▸ Work required
Please write out the data below again, starting with the line that contains "Exercise. Point out each instance of the sky" and going on through the end of the data, keeping every line the same except that each coordinate in the answers is shifted up by 46.
— Start of Data excerpts —
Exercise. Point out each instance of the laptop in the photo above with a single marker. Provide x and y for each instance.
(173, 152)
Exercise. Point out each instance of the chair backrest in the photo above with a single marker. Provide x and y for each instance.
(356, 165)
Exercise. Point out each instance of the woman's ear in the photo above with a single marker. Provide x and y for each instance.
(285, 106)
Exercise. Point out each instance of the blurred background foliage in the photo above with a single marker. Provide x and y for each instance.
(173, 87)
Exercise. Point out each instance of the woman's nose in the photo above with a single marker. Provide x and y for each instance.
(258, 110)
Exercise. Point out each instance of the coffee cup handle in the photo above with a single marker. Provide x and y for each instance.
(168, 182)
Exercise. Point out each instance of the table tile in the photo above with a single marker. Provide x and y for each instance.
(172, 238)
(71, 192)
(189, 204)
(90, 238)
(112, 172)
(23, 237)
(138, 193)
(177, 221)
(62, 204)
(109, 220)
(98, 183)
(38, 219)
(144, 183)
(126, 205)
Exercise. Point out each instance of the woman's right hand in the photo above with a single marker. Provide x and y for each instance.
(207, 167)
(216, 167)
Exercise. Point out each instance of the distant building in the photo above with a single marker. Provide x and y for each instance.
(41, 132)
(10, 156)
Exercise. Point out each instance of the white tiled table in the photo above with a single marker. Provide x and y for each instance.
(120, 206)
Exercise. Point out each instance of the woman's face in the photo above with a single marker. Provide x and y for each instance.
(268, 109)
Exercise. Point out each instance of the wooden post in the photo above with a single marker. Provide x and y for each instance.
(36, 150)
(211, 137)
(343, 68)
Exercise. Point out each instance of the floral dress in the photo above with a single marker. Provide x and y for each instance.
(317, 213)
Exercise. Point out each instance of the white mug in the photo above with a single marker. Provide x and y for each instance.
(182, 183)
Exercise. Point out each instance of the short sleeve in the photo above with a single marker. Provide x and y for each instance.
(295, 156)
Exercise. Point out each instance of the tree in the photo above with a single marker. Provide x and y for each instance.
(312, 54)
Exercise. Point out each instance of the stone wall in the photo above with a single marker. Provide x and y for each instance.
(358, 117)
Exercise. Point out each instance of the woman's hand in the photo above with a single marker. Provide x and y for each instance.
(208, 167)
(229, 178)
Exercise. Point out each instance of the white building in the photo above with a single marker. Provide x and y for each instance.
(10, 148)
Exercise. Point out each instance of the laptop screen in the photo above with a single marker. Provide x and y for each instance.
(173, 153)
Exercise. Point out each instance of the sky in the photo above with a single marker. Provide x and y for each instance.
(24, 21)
— End of Data excerpts —
▸ Exercise response
Exercise. Point out each instance of the sky in the photo above with a single marker. Provide x and y for each instance.
(70, 67)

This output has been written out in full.